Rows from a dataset
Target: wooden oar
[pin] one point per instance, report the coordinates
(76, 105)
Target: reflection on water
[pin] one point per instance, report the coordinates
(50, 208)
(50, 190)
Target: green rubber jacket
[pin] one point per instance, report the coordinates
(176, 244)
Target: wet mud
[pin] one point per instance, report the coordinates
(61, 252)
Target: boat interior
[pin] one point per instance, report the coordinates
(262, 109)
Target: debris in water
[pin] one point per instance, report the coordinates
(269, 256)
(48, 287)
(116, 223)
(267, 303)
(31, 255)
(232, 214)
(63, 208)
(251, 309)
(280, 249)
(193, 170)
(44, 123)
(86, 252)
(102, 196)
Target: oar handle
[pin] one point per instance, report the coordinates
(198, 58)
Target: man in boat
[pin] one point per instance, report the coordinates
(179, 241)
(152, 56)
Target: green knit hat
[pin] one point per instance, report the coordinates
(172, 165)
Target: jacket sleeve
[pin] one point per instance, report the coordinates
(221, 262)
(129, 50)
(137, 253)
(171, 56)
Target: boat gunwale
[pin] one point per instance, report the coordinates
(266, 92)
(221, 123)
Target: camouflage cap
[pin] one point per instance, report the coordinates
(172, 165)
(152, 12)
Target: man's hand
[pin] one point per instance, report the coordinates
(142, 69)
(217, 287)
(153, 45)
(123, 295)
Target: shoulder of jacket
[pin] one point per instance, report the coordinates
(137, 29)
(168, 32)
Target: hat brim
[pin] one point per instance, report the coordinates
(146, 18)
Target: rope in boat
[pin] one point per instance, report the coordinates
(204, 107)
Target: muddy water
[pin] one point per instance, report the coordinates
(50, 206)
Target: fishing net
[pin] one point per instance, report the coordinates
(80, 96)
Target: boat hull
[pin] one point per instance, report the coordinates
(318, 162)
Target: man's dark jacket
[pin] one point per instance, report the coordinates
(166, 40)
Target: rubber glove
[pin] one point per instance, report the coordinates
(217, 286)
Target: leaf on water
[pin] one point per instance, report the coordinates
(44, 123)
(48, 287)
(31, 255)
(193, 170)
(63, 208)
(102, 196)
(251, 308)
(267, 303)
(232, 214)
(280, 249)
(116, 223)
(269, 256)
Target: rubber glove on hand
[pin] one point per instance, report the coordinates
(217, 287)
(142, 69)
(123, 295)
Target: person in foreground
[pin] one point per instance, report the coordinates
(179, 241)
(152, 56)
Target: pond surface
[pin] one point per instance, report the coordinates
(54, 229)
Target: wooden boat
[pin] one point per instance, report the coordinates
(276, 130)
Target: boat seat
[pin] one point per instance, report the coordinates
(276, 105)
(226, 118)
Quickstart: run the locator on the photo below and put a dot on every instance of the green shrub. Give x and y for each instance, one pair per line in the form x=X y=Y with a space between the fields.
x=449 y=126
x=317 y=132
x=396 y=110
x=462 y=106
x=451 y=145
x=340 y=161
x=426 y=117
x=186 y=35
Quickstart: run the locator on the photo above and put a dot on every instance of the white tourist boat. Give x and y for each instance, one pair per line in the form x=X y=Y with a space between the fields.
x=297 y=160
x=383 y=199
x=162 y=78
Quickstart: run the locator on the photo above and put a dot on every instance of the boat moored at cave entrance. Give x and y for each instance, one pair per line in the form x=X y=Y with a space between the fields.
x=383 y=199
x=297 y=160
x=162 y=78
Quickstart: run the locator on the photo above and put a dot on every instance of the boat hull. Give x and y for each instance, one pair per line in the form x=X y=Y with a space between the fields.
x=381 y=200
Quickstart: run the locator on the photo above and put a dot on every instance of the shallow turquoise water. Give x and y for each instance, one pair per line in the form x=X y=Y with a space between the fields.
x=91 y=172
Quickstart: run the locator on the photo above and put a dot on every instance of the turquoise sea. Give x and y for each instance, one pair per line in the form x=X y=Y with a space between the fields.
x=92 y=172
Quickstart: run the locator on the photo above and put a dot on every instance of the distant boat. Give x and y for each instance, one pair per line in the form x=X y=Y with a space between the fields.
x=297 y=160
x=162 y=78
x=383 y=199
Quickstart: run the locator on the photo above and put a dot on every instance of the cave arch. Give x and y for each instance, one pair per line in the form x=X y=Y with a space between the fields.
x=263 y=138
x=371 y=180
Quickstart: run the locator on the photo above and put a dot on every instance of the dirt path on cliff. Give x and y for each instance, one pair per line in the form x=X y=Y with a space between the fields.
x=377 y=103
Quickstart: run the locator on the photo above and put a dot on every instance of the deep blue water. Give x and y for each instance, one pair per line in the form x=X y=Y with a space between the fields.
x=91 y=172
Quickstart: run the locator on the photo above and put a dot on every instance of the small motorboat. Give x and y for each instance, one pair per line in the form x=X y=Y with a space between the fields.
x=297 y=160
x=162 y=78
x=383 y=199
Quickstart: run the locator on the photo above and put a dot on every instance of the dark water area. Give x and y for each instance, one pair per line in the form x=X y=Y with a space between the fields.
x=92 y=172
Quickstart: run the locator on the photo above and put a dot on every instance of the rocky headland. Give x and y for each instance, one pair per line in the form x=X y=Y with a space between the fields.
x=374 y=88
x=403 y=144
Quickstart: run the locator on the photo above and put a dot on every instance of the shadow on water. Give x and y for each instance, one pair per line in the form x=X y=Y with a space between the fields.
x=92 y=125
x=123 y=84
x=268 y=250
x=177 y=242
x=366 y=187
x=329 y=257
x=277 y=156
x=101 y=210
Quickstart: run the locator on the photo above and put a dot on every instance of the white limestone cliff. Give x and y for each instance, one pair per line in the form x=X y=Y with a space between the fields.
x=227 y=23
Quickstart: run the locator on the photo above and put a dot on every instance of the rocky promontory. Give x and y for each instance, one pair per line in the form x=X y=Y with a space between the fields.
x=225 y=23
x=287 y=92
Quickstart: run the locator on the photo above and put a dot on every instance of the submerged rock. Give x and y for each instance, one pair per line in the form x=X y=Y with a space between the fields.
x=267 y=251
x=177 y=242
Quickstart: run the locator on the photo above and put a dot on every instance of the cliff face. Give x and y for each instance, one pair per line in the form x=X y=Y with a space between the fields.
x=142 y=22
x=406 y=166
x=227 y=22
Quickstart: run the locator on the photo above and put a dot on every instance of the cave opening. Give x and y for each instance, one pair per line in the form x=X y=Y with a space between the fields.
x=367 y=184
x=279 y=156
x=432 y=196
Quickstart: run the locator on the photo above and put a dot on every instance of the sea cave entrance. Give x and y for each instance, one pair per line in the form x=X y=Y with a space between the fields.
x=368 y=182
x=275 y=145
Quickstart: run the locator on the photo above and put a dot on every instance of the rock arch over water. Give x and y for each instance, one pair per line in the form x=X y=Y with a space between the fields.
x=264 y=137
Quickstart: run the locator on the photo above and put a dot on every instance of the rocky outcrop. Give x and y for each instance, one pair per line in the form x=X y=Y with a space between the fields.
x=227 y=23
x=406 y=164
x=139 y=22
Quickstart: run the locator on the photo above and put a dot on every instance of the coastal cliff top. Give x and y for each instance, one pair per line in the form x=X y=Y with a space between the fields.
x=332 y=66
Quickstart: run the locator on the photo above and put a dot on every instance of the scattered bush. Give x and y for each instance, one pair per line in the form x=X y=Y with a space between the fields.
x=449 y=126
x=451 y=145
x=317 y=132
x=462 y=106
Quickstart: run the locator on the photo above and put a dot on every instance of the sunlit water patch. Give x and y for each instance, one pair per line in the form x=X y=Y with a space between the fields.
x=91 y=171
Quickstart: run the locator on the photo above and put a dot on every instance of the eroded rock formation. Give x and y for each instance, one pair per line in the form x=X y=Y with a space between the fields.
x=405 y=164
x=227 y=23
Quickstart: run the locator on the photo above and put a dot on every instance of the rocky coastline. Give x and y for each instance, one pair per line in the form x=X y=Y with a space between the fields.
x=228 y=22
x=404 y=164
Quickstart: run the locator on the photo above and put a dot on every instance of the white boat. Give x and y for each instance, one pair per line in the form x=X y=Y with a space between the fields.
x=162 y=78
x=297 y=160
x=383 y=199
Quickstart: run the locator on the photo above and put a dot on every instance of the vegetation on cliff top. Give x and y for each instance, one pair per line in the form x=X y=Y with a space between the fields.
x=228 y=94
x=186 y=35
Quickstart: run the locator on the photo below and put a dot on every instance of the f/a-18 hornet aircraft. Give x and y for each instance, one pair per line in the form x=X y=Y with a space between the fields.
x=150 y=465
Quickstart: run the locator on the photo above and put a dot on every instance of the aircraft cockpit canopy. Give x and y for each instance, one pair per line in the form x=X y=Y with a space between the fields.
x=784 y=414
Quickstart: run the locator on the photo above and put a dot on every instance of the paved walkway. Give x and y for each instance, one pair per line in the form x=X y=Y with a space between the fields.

Prompt -
Begin with the line that contains "of the aircraft" and end with the last line of the records; set down every line in that span exactly, and nothing else.

Task response -
Quickstart: run the locator on the photo above and put a dot on every instance of the aircraft cockpit canopy. Give x and y for each instance, one pair per line in the form x=X y=Y with a space between the fields.
x=784 y=414
Quickstart: run the locator on the photo above and put a dot on every instance of the paved walkway. Give x and y for each instance, one pair per line in the form x=X y=Y with a space between the fields.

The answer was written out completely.